* [Reading passage]
Excavations also revealed remains of the Bronze Age in the hills around the Menelaion. In North Hill, north of the ridge of Menelaion, prehistoric settlement has been found in disordered strata, associated with pottery of LH IIIB. On the hill Eagle, south of the ridge of Menelaion, pottery of LH IIB2 has been revealed in a surface stratum. The above-mentioned, in combination with the building design, led Hector Catling to the view that these palaces were administrative centers and ancestors of large megaroid palaces of Pylos, Mycenae and Tiryns.

* [Required work]
a) Can you reproduce the stretch of the Menelaion passage from "Excavations also revealed" through "Mycenae and Tiryns."?
b) Answer these from the Menelaion passage:
(i) Which pottery is the prehistoric settlement on North Hill associated with?
(ii) On which side of the ridge of Menelaion does the hill Eagle lie?
(iii) Who concluded that these palaces were administrative centers?

* [Extracted data]
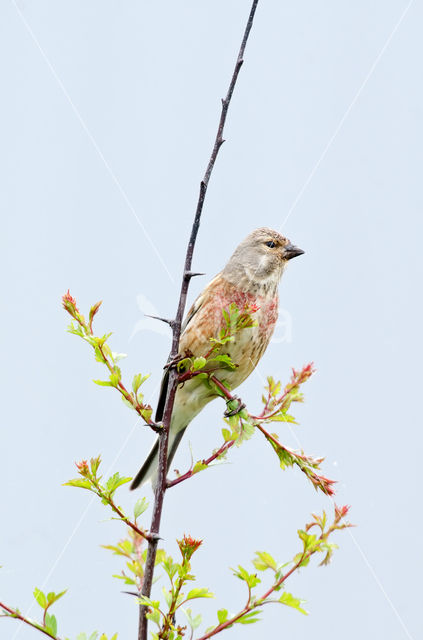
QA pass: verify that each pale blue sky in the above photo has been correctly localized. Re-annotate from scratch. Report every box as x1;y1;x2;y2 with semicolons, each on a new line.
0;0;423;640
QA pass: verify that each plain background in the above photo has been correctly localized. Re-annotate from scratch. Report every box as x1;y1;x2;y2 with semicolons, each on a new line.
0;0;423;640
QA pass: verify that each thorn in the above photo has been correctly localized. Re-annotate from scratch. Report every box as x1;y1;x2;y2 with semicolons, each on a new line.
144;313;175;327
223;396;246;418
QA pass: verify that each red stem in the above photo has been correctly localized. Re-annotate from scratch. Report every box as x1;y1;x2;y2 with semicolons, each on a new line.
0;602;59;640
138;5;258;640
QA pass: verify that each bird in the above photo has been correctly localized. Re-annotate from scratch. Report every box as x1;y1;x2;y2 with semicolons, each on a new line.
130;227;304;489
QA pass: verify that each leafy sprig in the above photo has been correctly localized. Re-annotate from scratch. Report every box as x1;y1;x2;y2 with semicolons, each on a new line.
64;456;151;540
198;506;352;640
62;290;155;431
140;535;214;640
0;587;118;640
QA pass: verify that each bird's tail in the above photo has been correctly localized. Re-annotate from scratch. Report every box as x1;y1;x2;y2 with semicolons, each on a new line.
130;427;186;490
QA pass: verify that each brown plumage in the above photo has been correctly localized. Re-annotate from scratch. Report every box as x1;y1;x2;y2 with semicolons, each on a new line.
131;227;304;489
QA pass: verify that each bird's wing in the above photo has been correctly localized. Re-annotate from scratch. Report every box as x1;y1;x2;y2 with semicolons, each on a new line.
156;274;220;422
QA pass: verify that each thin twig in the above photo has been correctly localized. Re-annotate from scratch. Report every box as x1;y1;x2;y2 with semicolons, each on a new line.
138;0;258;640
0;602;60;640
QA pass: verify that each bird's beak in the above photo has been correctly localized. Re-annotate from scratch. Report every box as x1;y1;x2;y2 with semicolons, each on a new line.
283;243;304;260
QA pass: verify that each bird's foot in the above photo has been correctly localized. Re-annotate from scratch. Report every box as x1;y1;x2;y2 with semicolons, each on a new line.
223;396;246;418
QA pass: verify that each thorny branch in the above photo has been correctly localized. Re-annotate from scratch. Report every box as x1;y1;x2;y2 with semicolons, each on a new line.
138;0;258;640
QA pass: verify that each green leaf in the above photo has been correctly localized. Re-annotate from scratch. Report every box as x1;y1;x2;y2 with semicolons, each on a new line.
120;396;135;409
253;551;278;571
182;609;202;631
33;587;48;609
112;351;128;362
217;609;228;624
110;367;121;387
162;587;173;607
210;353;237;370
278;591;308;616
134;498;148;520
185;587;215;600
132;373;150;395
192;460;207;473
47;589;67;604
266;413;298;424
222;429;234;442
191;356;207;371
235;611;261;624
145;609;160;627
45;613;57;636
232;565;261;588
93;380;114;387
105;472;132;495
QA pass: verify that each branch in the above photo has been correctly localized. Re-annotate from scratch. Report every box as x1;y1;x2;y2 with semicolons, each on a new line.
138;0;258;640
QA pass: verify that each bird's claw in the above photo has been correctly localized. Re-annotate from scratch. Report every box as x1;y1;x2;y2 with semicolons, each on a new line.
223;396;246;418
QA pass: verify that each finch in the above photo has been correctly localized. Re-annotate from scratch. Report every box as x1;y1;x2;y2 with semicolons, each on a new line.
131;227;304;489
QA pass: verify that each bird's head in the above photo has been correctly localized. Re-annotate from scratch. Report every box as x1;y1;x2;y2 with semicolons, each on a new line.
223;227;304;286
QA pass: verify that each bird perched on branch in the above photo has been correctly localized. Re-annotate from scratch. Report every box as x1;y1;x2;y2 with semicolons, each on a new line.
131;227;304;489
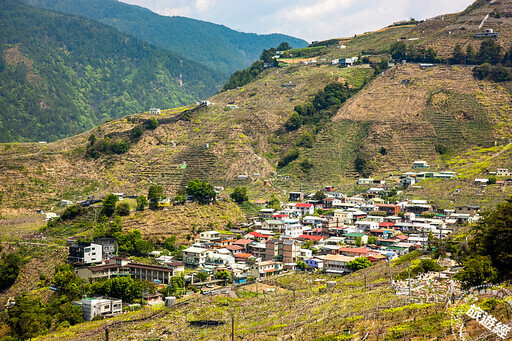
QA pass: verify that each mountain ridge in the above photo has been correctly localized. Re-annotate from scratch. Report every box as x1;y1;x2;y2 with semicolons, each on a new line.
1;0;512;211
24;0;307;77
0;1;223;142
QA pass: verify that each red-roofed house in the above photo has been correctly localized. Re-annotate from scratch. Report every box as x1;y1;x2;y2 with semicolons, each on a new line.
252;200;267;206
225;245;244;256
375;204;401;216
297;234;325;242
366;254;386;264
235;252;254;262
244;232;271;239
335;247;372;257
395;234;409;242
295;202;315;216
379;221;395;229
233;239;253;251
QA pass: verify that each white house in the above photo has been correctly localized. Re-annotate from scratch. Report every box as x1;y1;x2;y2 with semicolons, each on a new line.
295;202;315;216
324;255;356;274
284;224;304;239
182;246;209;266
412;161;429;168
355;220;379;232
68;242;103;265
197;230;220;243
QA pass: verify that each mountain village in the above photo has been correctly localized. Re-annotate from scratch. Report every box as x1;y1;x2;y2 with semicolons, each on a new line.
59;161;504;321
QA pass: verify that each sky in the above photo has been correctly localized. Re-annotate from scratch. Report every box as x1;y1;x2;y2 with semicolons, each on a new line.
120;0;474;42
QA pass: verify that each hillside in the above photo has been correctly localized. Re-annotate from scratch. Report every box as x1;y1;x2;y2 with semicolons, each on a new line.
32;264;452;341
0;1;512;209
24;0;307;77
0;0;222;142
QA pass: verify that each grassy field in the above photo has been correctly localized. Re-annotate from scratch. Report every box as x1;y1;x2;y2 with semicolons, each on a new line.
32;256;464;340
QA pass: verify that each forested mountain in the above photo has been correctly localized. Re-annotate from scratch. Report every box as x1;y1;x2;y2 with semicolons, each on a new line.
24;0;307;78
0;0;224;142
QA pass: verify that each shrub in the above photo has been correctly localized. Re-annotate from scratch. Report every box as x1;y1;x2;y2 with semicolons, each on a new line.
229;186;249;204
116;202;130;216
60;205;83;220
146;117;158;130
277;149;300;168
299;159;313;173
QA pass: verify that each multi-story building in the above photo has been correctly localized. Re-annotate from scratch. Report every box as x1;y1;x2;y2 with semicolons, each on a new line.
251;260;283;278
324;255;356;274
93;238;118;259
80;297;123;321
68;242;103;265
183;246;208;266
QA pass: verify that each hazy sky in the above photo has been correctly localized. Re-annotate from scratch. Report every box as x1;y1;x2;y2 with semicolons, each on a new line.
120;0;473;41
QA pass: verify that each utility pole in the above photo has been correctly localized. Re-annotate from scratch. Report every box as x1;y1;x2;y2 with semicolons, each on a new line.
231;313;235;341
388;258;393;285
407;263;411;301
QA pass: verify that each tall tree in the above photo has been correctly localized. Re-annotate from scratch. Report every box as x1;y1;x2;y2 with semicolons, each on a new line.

* [Answers by task]
a)
Excavations also revealed remains of the Bronze Age in the hills around the Menelaion. In North Hill, north of the ridge of Menelaion, prehistoric settlement has been found in disordered strata, associated with pottery of LH IIIB. On the hill Eagle, south of the ridge of Menelaion, pottery of LH IIB2 has been revealed in a surface stratum. The above-mentioned, in combination with the building design, led Hector Catling to the view that these palaces were administrative centers and ancestors of large megaroid palaces of Pylos, Mycenae and Tiryns.

b)
(i) LH IIIB
(ii) South
(iii) Hector Catling